--- Begin Text ---
2 GUNS (2013, Universal, R, $30) -- Director Baltasar Kormakur ("Contraband") tries to paper over his movie's many plot holes by having stars Denzel Washington and Mark Wahlberg banter and bicker about everything from pancakes to the meaning of family. But their gab fests can't save this convoluted actioner from slipping off course. Washington and Wahlberg play law-enforcement agents who stage a bank robbery in order to expose a Mexican drug kingpin (Edward James Olmos). When the heist goes awry, they hit the road with the stolen cash. There's so much greed and corruption and betrayal that "2 Guns" quickly becomes a real bummer. Extras: featurettes, deleted scenes and Kormakur commentary.
WE'RE THE MILLERS (2013, Warner, R, $29) -- Desperate to smuggle weed across the border, a pot dealer (Jason Sudeikis) opts to pose as an RV-driving family man. But first he has to talk a stripper (Jennifer Aniston), a nerd (wonderful Will Poulter) and a runaway (Emma Roberts) into posing as his brood. Sudeikis has an annoying habit of shouting all of his lines but otherwise "The Millers" is a lively ride, with some detours you won't see coming, including scene- sealing turns by Kathryn Hahn and Nick Offerman as squares looking to swing. Extras: outtakes, deleted scenes, featurettes and extended cut.
--- End Text ---
**Short problem A**
Edit the records below so that "stack" becomes "pile" and nothing else changes, and leave the pictures out of your answer.
--- Begin Information provided ---
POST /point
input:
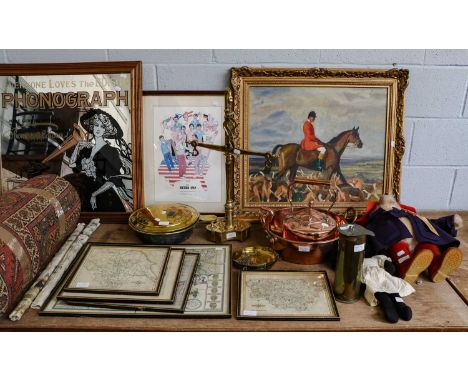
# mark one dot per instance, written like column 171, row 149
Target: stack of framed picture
column 145, row 280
--- End Information provided ---
**Short problem B**
According to the DVD reviews, which actor plays the Mexican drug kingpin in "2 Guns"?

**Response A**
POST /point
input:
# mark one dot per instance, written like column 171, row 149
Target: pile of framed picture
column 145, row 280

**Response B**
Edward James Olmos